**** INPUT ****
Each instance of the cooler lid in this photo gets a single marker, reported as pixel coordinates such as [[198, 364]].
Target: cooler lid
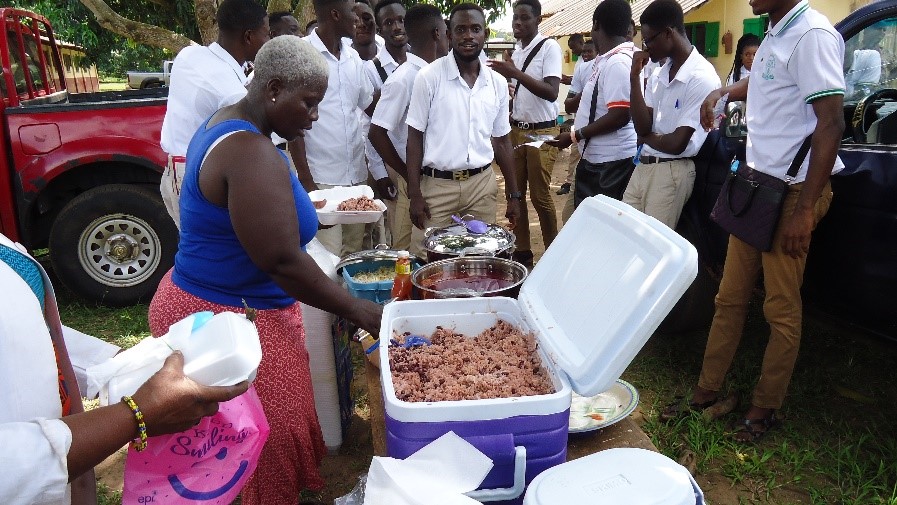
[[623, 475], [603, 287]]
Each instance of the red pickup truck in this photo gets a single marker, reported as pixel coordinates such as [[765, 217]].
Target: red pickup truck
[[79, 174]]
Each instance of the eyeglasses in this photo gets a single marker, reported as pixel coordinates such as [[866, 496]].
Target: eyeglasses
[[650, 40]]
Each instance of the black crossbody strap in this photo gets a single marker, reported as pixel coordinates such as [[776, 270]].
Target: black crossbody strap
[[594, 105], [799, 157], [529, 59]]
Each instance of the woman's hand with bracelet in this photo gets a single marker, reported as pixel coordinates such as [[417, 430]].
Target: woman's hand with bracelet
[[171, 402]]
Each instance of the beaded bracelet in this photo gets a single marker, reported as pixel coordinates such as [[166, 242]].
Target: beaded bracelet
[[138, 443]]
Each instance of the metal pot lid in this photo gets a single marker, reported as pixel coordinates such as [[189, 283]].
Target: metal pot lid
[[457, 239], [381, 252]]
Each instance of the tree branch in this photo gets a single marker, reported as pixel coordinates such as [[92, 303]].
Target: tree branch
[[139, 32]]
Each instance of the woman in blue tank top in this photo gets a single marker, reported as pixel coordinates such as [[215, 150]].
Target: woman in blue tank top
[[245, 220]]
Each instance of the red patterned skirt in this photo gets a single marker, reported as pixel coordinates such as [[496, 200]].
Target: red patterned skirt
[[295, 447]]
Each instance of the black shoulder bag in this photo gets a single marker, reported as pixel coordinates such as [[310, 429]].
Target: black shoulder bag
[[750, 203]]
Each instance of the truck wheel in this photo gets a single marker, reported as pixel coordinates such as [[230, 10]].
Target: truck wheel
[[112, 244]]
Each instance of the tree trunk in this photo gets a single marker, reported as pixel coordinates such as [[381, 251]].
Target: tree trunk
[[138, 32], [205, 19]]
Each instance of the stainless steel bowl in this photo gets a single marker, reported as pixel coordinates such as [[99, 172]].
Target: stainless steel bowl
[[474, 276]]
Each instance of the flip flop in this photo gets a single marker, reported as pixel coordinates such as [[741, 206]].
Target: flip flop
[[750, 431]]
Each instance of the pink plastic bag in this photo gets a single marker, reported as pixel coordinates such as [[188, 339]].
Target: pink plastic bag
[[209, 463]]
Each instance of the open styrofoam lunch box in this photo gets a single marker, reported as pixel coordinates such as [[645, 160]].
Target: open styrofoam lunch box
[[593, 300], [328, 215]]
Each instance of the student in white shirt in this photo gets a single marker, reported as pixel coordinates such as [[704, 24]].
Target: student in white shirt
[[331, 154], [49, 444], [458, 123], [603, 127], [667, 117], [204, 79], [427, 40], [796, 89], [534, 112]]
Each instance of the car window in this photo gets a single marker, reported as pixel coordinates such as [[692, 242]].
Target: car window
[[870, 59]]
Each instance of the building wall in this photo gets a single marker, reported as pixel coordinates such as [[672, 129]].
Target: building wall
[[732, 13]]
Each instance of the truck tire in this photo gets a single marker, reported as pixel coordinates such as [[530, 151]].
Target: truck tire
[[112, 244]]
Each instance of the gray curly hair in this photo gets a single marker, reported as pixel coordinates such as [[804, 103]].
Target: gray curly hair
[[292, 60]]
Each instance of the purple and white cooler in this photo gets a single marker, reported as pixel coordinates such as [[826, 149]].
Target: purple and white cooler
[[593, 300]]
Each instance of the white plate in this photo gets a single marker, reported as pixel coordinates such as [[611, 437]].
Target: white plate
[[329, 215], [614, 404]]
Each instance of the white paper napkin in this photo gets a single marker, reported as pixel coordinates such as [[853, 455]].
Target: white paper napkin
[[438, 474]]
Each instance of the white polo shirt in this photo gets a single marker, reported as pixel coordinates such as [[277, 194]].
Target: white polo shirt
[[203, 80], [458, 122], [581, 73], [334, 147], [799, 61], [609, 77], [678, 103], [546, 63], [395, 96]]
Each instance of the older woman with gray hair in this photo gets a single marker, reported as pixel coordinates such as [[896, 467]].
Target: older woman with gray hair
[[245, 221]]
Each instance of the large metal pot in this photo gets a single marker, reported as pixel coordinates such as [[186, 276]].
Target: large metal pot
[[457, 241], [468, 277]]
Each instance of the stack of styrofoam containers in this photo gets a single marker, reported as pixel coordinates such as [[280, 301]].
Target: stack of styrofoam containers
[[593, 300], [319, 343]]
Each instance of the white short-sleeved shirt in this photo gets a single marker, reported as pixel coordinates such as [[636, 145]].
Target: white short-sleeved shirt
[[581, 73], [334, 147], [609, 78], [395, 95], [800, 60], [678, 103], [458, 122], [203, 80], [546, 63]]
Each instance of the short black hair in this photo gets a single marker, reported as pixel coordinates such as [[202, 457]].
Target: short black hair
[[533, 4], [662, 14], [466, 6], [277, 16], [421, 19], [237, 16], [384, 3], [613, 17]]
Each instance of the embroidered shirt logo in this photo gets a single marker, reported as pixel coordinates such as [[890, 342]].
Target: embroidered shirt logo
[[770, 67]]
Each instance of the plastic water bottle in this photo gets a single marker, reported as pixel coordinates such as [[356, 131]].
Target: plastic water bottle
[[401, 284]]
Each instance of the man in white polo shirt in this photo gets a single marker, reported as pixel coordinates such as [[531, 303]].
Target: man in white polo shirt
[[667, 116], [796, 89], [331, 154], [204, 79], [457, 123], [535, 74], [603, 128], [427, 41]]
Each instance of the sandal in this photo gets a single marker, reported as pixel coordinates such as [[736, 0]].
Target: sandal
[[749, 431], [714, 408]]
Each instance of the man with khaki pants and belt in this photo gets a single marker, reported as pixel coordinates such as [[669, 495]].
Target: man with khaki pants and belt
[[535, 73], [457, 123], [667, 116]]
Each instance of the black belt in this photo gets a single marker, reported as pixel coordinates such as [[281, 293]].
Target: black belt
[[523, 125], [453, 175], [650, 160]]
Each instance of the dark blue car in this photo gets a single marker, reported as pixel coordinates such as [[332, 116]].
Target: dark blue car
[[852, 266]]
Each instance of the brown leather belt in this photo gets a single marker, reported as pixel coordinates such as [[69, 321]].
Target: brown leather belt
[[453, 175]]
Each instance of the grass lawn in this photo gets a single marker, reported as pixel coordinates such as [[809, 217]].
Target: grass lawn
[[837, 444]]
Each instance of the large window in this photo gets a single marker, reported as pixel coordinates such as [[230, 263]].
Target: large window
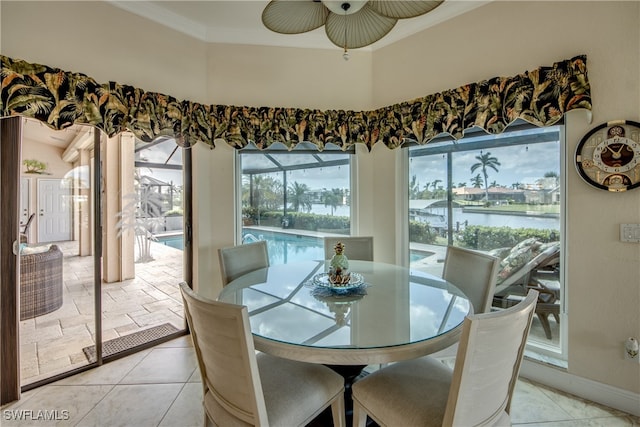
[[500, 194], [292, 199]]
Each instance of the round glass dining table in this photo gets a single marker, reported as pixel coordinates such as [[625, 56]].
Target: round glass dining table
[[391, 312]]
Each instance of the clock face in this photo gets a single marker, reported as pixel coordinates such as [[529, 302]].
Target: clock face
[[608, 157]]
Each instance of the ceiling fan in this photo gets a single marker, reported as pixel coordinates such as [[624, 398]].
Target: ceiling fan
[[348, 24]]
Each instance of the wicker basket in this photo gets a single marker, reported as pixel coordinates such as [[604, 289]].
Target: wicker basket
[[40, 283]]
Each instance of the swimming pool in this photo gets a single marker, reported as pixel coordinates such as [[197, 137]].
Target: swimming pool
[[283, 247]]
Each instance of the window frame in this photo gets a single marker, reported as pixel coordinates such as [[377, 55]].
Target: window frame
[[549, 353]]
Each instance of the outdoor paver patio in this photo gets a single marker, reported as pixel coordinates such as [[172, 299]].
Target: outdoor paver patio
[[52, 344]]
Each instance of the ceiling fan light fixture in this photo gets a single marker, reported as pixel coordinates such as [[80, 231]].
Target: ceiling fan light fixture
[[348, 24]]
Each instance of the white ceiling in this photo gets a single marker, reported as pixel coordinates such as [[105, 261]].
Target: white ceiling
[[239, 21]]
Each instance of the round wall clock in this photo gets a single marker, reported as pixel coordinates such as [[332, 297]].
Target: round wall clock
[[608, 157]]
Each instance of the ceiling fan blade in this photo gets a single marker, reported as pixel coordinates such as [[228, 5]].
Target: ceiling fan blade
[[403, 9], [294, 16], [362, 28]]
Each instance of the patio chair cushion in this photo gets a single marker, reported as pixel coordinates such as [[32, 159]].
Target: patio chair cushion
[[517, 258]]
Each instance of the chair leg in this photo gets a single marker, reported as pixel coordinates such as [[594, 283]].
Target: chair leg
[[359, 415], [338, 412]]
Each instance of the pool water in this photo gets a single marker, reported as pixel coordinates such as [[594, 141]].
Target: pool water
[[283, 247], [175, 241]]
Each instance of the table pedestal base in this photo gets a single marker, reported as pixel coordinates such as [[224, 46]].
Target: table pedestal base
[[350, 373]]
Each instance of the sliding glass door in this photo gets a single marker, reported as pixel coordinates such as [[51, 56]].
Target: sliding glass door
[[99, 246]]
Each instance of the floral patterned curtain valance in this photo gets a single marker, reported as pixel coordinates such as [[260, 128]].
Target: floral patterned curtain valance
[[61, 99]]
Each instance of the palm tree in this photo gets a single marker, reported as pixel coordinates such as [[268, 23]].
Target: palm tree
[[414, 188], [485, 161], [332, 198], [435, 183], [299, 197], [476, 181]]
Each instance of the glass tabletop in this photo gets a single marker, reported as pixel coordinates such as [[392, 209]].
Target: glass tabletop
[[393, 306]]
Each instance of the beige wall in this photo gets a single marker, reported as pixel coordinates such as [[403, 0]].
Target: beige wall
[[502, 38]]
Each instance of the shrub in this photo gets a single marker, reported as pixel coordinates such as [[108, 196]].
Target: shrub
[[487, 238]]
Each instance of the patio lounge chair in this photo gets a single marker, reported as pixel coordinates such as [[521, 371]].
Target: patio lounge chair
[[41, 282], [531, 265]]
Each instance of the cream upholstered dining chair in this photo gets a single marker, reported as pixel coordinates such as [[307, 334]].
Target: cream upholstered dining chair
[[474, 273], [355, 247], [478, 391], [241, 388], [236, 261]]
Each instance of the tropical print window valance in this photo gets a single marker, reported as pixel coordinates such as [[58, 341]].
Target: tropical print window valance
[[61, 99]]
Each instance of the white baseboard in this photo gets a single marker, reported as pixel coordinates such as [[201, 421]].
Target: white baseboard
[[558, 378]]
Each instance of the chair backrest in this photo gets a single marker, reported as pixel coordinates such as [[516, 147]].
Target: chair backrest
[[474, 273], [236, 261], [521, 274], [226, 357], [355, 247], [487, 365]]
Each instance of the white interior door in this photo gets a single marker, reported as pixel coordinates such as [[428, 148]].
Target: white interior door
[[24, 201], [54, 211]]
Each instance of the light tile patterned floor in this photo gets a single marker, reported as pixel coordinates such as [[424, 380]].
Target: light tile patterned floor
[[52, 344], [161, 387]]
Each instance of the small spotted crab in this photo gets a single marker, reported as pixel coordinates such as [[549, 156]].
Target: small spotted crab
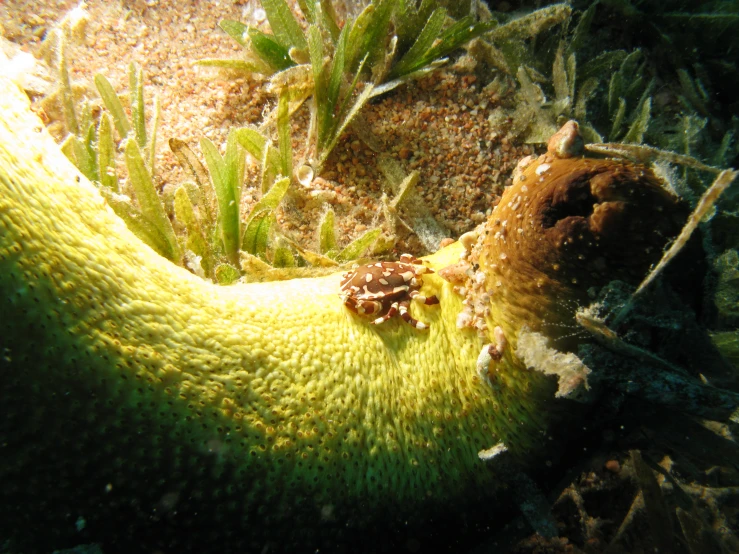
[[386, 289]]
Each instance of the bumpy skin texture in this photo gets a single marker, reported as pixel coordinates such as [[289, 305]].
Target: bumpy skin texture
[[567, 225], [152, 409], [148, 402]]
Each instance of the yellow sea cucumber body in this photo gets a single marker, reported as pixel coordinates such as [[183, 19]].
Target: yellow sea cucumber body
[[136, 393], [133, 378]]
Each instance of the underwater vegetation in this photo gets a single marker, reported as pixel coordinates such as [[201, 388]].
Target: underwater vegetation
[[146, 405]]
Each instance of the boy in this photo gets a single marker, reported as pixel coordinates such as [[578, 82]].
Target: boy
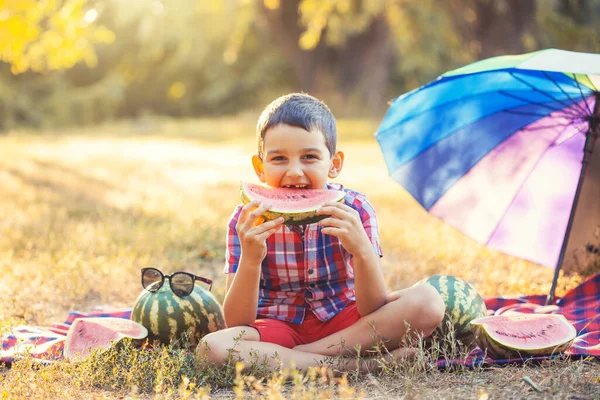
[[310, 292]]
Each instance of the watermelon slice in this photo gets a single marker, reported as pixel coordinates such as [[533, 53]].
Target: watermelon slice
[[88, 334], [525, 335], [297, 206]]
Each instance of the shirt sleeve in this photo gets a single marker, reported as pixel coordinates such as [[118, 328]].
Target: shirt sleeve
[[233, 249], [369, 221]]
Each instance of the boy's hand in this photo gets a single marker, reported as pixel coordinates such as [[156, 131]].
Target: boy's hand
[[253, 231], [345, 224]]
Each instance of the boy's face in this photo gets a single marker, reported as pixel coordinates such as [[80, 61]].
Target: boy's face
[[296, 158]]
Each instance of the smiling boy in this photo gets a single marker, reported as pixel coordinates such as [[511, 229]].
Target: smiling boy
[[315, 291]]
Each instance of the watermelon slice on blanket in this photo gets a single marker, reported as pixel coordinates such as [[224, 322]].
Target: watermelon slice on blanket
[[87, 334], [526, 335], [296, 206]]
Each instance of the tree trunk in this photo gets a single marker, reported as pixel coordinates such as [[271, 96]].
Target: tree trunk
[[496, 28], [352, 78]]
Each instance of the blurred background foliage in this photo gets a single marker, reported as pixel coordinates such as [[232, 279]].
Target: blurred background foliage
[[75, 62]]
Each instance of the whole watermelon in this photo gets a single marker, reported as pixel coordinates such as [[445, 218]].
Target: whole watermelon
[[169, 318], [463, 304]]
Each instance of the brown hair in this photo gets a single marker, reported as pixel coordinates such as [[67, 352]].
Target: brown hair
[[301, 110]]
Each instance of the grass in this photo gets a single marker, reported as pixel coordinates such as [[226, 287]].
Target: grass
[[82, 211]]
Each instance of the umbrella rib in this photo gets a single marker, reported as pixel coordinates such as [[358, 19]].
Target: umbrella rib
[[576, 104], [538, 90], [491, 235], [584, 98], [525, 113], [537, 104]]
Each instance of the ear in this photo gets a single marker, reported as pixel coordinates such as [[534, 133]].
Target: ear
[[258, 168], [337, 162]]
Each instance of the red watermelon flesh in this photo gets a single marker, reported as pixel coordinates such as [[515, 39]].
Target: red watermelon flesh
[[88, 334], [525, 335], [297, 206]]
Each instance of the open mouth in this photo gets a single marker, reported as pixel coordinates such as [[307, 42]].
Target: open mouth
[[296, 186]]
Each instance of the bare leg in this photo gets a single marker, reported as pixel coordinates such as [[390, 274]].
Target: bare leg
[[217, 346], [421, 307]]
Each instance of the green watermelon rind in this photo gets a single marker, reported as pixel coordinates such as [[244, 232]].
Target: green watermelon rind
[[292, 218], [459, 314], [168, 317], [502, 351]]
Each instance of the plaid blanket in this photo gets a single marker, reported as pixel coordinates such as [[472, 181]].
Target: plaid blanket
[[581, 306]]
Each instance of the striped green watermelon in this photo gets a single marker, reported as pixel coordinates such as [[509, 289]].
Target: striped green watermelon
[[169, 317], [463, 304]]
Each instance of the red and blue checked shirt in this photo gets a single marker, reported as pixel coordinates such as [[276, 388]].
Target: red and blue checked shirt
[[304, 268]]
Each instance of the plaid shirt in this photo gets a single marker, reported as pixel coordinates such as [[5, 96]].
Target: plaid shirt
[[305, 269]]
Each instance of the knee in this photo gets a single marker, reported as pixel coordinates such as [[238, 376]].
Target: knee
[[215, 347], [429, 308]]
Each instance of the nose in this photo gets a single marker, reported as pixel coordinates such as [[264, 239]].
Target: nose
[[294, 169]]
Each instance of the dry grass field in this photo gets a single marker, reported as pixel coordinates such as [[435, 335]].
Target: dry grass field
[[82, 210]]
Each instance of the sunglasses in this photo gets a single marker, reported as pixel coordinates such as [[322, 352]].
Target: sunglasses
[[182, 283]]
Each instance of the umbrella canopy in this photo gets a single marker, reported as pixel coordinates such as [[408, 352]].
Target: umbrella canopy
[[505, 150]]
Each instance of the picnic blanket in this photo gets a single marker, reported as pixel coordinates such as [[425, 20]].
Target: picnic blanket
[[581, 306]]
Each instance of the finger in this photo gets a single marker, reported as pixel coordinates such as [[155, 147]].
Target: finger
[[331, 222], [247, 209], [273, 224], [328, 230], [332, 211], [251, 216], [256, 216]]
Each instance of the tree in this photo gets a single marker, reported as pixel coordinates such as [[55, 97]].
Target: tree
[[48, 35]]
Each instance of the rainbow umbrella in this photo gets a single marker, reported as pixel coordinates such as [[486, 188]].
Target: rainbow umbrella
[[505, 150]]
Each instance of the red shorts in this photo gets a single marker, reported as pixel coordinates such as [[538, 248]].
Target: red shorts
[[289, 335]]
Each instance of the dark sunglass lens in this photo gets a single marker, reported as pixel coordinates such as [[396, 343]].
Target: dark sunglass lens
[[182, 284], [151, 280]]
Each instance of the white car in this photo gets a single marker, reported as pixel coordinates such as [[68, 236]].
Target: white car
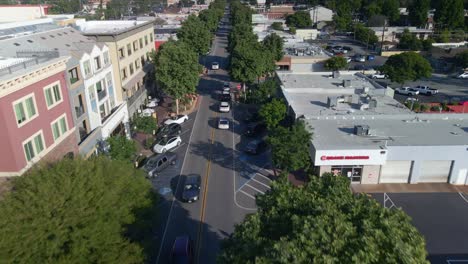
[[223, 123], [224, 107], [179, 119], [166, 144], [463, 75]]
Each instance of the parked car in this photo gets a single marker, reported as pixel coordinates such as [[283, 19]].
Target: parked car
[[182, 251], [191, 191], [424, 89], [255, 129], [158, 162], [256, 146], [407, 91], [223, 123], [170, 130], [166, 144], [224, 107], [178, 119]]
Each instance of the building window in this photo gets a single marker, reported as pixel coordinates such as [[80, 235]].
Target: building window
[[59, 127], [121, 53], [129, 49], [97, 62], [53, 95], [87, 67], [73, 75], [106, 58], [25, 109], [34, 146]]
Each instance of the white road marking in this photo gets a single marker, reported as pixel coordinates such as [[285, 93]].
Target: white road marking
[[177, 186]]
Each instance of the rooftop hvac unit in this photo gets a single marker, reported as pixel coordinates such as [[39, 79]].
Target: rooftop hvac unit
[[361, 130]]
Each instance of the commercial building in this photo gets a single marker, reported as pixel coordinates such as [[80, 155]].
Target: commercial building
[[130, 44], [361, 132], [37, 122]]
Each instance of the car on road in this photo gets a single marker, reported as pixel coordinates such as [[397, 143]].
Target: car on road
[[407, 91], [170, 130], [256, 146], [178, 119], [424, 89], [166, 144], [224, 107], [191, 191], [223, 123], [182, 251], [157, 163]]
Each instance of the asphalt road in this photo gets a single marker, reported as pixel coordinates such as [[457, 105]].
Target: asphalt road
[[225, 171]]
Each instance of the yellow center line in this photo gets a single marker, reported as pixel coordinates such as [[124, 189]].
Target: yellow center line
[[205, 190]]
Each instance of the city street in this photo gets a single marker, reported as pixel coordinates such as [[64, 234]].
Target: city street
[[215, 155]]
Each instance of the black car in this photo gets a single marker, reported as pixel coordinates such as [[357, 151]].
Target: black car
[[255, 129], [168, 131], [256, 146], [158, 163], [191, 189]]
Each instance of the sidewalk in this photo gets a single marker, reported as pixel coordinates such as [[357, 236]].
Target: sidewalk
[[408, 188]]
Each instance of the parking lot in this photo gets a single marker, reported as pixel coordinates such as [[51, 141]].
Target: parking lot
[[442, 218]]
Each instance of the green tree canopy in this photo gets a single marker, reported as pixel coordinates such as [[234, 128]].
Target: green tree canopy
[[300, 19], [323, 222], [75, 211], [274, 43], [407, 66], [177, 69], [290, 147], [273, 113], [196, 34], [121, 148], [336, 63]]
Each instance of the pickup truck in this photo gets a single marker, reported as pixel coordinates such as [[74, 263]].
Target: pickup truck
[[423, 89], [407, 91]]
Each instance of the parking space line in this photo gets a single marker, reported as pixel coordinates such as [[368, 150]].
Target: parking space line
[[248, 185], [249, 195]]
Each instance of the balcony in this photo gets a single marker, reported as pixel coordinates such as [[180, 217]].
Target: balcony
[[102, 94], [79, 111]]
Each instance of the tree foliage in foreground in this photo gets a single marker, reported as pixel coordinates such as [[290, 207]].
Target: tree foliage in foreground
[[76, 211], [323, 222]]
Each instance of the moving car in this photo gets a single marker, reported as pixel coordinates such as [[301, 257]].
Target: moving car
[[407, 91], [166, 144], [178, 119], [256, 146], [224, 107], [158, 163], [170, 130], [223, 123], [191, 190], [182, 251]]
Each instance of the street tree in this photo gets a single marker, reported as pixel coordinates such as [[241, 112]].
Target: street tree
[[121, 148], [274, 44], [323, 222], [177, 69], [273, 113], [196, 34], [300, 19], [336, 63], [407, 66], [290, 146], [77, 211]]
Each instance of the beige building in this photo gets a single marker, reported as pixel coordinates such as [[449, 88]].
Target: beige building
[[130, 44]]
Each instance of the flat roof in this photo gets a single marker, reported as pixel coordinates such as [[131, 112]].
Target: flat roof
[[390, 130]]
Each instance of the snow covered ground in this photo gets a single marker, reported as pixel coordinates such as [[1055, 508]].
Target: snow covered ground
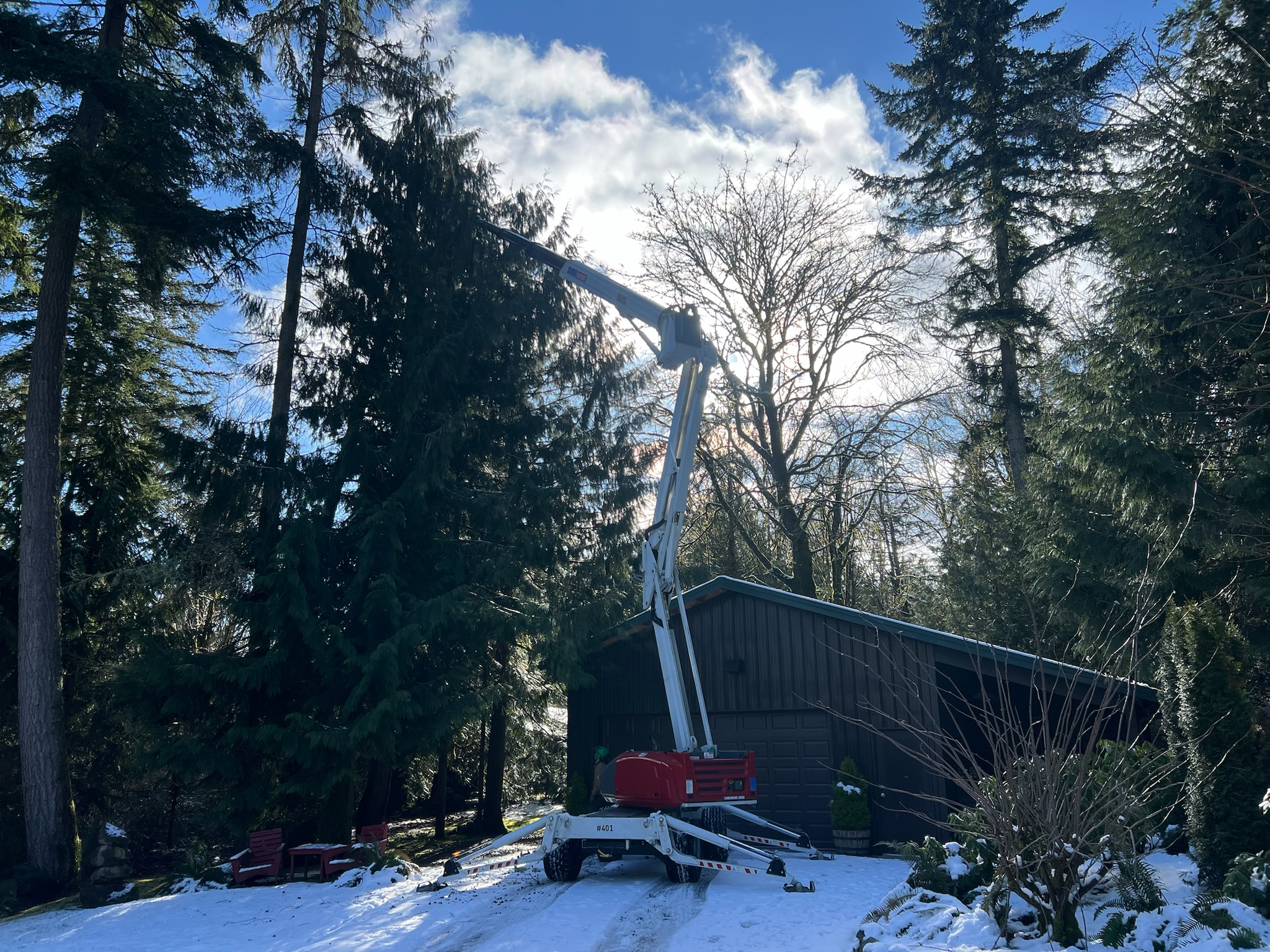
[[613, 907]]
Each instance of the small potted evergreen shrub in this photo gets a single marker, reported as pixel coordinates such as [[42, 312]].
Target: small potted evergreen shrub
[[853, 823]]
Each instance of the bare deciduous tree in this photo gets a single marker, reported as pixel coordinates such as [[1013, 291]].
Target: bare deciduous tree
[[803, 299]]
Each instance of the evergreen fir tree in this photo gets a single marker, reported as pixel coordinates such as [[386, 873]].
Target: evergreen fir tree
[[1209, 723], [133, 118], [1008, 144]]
****
WHAT IS NEEDED:
Only the lines from the one with "Each instance of the small potted" through the end of the material are wanted; copy them exactly, both ends included.

SOLUTION:
Each instance of the small potted evergreen shrub in this photo gets a single marker, reported as pixel coordinates such as [[42, 312]].
Target: small potted evergreen shrub
[[853, 823]]
Each instance of the bare deciduous tree in this photo gets a single marker, reported as pixel coordinates such as [[1013, 291]].
Target: bare deciduous tree
[[803, 299]]
Each instance of the evergreen fir tree in this photo gets a single marker, reported as pixel coordinates such as [[386, 873]].
Target: evergreen fir tree
[[1209, 723], [133, 118], [1008, 144]]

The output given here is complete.